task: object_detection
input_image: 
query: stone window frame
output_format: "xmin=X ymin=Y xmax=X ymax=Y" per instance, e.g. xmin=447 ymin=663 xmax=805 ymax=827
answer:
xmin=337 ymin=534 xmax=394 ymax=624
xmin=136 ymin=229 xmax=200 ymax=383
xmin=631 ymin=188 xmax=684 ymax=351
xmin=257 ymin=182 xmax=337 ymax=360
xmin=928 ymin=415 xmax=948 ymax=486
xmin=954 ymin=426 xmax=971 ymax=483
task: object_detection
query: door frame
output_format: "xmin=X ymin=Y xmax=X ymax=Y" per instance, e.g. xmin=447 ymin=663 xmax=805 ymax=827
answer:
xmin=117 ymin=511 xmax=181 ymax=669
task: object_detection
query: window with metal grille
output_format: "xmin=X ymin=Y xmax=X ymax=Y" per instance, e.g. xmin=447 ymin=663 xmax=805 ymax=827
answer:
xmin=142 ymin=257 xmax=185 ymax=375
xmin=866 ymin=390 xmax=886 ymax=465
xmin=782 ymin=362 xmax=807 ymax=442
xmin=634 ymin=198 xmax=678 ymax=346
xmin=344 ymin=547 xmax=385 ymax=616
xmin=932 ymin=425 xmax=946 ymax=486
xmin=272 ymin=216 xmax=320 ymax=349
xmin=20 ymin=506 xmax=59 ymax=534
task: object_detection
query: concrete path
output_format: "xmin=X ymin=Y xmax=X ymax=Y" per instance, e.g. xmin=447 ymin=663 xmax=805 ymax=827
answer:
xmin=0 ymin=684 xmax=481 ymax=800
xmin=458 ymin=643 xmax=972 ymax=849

★ ★ ★

#### WORK REQUIRED:
Carry over everything from the start of the items down to the line containing "xmin=136 ymin=229 xmax=200 ymax=383", both ends included and the requests kept, adding 109 to every bounding-box coordinate in the answers.

#### RESULT FOR THIS EXERCISE:
task: object_detection
input_image: 
query: stone window frame
output_format: "xmin=X ymin=Y xmax=X ymax=Y" per instance, e.g. xmin=447 ymin=663 xmax=805 ymax=827
answer:
xmin=446 ymin=643 xmax=503 ymax=733
xmin=245 ymin=338 xmax=309 ymax=492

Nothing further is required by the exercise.